[Tâches]
A – Dans l'extrait de jugement fiscal, à quelle date la société a-t-elle introduit sa réclamation auprès du directeur de l'administration des Contributions directes ?
B – Poursuivez l'extrait de jugement fiscal après sa dernière phrase.

[Extrait du document]
━━━━━━━━
Le 30 avril 2014, la société …déposa ses déclarations pour l’impôt sur le revenu des collectivités et l’impôt commercial communal pour les années 2011 et 2012.

Par courrier du 16 juillet 2014, le bureau d’imposition informa la société …de ce qu’il envisageait de s’écarter de ces dernières déclarations sur les points suivants : « (…) - Les pertes d’exploitation reportables des années antérieures s’élèvent à … (2007), … (2009) et … (2010), conformément aux montants établis lors de l’imposition des années 2007 à 2010.

Ainsi le montant total dû (contribution au fonds pour l’emploi inclus) s’élève à … pour 2011.

- Du fait que les pertes d’exploitation reportables des années antérieures ont été utilisées intégralement pour l’exercice 2011, aucune perte antérieure n’est déductible. Ainsi le montant total dû (contribution au fonds pour l’emploi inclus) s’élève à … pour 2012. (…) », tout en l’invitant à lui faire parvenir ses objections éventuelles, ce qu’elle fit par courrier du 23 juillet 2014.

Le 13 août 2014, le bureau d’imposition émit à l’encontre de la société …les bulletins de l’impôt sur le revenu des collectivités et de l’impôt commercial communal pour les années d’imposition 2011 et 2012.

Par courrier du 12 novembre 2014, réceptionné le même jour, la société …introduisit auprès du directeur de l’administration des Contributions directes, ci-après désigné par « le directeur », une réclamation à l’encontre des bulletins de l’impôt sur le revenu des collectivités pour les années d’imposition 2011 et 2012, sur laquelle ledit directeur ne prit pas position.

Par requête déposée au greffe du tribunal administratif le 6 août 2015, la société …a fait introduire un recours tendant à la réformation, sinon à l’annulation, premièrement, d’une décision implicite de rejet qui résulterait du silence gardé par le directeur suite à la susdite 2réclamation et, deuxièmement, des bulletins de l’impôt sur le revenu des collectivités et de l’impôt commercial communal pour les années d’imposition 2011 et 2012.

A l’audience publique des plaidoiries, le tribunal a invité les parties à prendre oralement position quant à la recevabilité du recours, en ce qu’il vise les bulletins de l’impôt commercial communal pour les années d’imposition 2011 et 2012, eu égard au fait que ceux-

ci n’avaient pas fait l’objet d’une réclamation de la part de la société demanderesse. Le tribunal a encore invité les parties à prendre oralement position quant à la recevabilité du recours, pour autant qu’il vise une décision implicite de rejet du directeur.

Les parties n’ont pas pris position de façon spécifique quant à ces questions.
━━━━━━━━
[Données d'annotation des contours d'image]
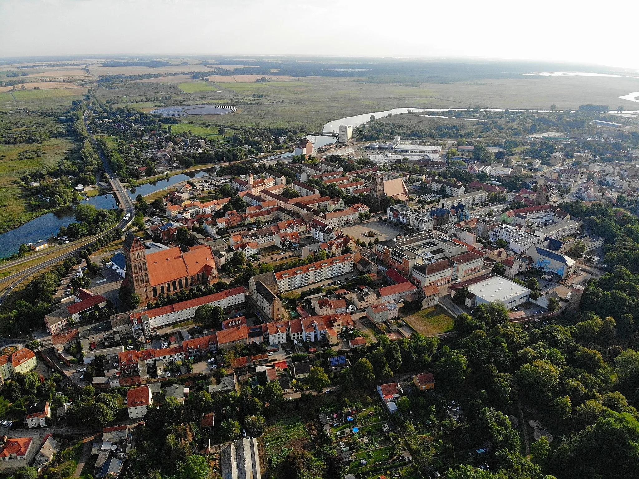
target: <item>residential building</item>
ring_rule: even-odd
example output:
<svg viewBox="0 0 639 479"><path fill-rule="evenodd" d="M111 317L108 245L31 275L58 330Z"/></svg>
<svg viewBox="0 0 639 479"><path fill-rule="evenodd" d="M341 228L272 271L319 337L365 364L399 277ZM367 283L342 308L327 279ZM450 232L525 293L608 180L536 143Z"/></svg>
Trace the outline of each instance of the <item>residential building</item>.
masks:
<svg viewBox="0 0 639 479"><path fill-rule="evenodd" d="M148 386L127 390L127 408L129 419L143 418L152 403L151 388Z"/></svg>
<svg viewBox="0 0 639 479"><path fill-rule="evenodd" d="M356 349L358 347L366 347L366 338L361 336L358 336L357 338L350 340L348 342L348 346L351 349Z"/></svg>
<svg viewBox="0 0 639 479"><path fill-rule="evenodd" d="M574 259L566 255L535 246L528 251L528 255L532 259L532 267L546 272L553 273L564 280L574 273Z"/></svg>
<svg viewBox="0 0 639 479"><path fill-rule="evenodd" d="M222 479L261 479L260 469L259 450L255 437L237 439L222 450Z"/></svg>
<svg viewBox="0 0 639 479"><path fill-rule="evenodd" d="M164 389L164 397L173 397L180 404L184 404L184 385L173 384Z"/></svg>
<svg viewBox="0 0 639 479"><path fill-rule="evenodd" d="M432 372L415 374L413 376L413 383L420 391L427 391L430 389L435 389L435 378Z"/></svg>
<svg viewBox="0 0 639 479"><path fill-rule="evenodd" d="M76 322L82 315L105 307L107 301L107 298L102 294L95 294L82 301L63 305L45 316L44 324L47 331L52 335L58 334L67 328L70 319Z"/></svg>
<svg viewBox="0 0 639 479"><path fill-rule="evenodd" d="M422 287L422 309L435 306L439 303L439 288L434 284Z"/></svg>
<svg viewBox="0 0 639 479"><path fill-rule="evenodd" d="M48 401L34 403L28 406L24 413L24 426L29 429L45 427L47 420L50 418L51 408Z"/></svg>
<svg viewBox="0 0 639 479"><path fill-rule="evenodd" d="M450 196L459 196L464 194L464 185L461 182L454 183L443 179L431 179L429 188L433 191L445 193Z"/></svg>
<svg viewBox="0 0 639 479"><path fill-rule="evenodd" d="M142 312L133 313L130 315L131 322L134 324L142 324L144 333L148 334L156 328L190 319L195 316L197 308L203 305L208 304L213 307L219 306L225 309L235 305L242 304L245 301L244 287L238 286L194 300L150 309Z"/></svg>
<svg viewBox="0 0 639 479"><path fill-rule="evenodd" d="M337 141L340 143L346 143L353 136L353 127L348 125L339 125L339 133L337 136Z"/></svg>
<svg viewBox="0 0 639 479"><path fill-rule="evenodd" d="M344 254L275 273L277 292L284 293L353 271L353 255Z"/></svg>
<svg viewBox="0 0 639 479"><path fill-rule="evenodd" d="M61 445L53 438L51 434L47 434L44 444L36 455L36 460L33 467L40 470L43 467L50 464L56 453L60 450Z"/></svg>
<svg viewBox="0 0 639 479"><path fill-rule="evenodd" d="M124 254L119 251L114 255L111 258L111 267L120 277L124 278L127 275L127 260L124 257Z"/></svg>
<svg viewBox="0 0 639 479"><path fill-rule="evenodd" d="M385 286L379 289L380 299L383 303L399 302L417 291L417 287L410 282Z"/></svg>
<svg viewBox="0 0 639 479"><path fill-rule="evenodd" d="M0 447L0 460L24 459L33 444L33 437L6 437Z"/></svg>
<svg viewBox="0 0 639 479"><path fill-rule="evenodd" d="M346 224L357 222L361 213L368 213L369 211L368 206L366 204L357 203L341 211L323 213L318 218L320 222L328 225L331 228L337 228ZM313 236L320 241L326 241L325 240L320 240L314 234Z"/></svg>
<svg viewBox="0 0 639 479"><path fill-rule="evenodd" d="M463 187L462 187L463 189ZM451 198L442 198L440 200L439 207L450 209L456 204L463 204L465 206L470 206L475 204L485 203L488 201L488 192L483 190L479 190L471 193L466 193L459 196L454 196Z"/></svg>
<svg viewBox="0 0 639 479"><path fill-rule="evenodd" d="M311 372L311 361L308 360L298 361L293 364L293 376L296 379L306 377Z"/></svg>
<svg viewBox="0 0 639 479"><path fill-rule="evenodd" d="M376 324L388 320L389 308L384 303L376 303L366 308L366 317Z"/></svg>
━━━━━━━━
[Résultats]
A – Le 12 novembre 2014.

B –
A cet égard, le tribunal relève qu’en vertu de l’article 8 (3) 1. de la loi modifiée du 7 novembre 1996 portant organisation des juridictions de l’ordre administratif, ci-après désignée par « la loi du 7 novembre 1996 », le recours devant le tribunal administratif en matière fiscale est dirigé contre les décisions du directeur dans les hypothèses où les lois relatives aux matières prévues au paragraphe (1) du même article prévoient un recours au fond, étant relevé que le paragraphe 228 de la loi générale des impôts du 22 mai 1931, appelée « Abgabenordnung », en abrégé « AO », prévoit un recours au fond contre les décisions du directeur prises sur réclamation, et qu’un recours contre un bulletin n’est prévu à l’article 8 (3) 3. de la même loi que dans l’hypothèse où une réclamation a été introduite par le contribuable et qu’aucune réponse n’est intervenue dans un délai de six mois.

Dans la mesure où, en l’espèce, aucune réclamation ne fut introduite contre les bulletins de l’impôt commercial communal pour les années 2011 et 2012 – la réclamation du 12 novembre 2014 visant exclusivement les bulletins de l’impôt sur le revenu des collectivités pour les mêmes années d’imposition –, de sorte que l’hypothèse inscrite à l’article 8 (3) 3. de la loi du 7 novembre 1996 n’est pas donnée, le recours est irrecevable omisso medio, pour autant qu’il est dirigé contre lesdits bulletins.

Par ailleurs, aux termes du prédit article 8 (3) 3. de la loi du 7 novembre 1996, lorsqu’une réclamation au sens du paragraphe 228 AO a été introduite et qu’aucune décision définitive n’est intervenue dans le délai de six mois à partir de la demande, le réclamant peut considérer la réclamation comme rejetée et il peut interjeter recours devant le tribunal administratif contre la décision qui fait l’objet de la réclamation. Dans ce cas, le délai de recours de trois mois ne court pas.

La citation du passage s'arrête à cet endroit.